AIM: Count how many lines in the listing below contain the string "Target", matching case exactly. Reply with the number alone.

— begin DATA LINES —

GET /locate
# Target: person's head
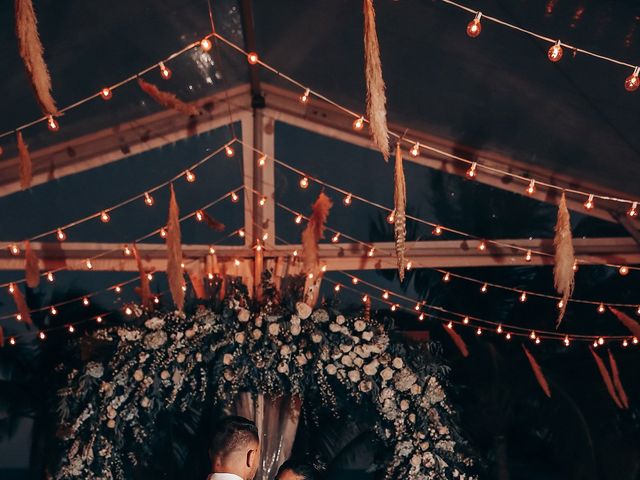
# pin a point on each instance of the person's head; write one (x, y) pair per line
(296, 471)
(235, 447)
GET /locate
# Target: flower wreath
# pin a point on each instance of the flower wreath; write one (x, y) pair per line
(172, 362)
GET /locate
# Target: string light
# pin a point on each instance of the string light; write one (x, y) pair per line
(165, 73)
(532, 187)
(472, 173)
(589, 204)
(555, 52)
(475, 27)
(632, 82)
(52, 124)
(205, 44)
(106, 93)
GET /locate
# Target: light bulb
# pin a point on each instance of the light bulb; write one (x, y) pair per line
(205, 44)
(589, 204)
(532, 187)
(415, 150)
(106, 93)
(52, 124)
(165, 73)
(555, 52)
(632, 82)
(472, 173)
(475, 27)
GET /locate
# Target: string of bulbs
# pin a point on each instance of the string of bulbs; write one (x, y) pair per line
(416, 147)
(104, 213)
(555, 52)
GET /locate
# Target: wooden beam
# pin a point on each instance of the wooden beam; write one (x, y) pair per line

— end DATA LINES —

ANSWER TO THE TASK: 6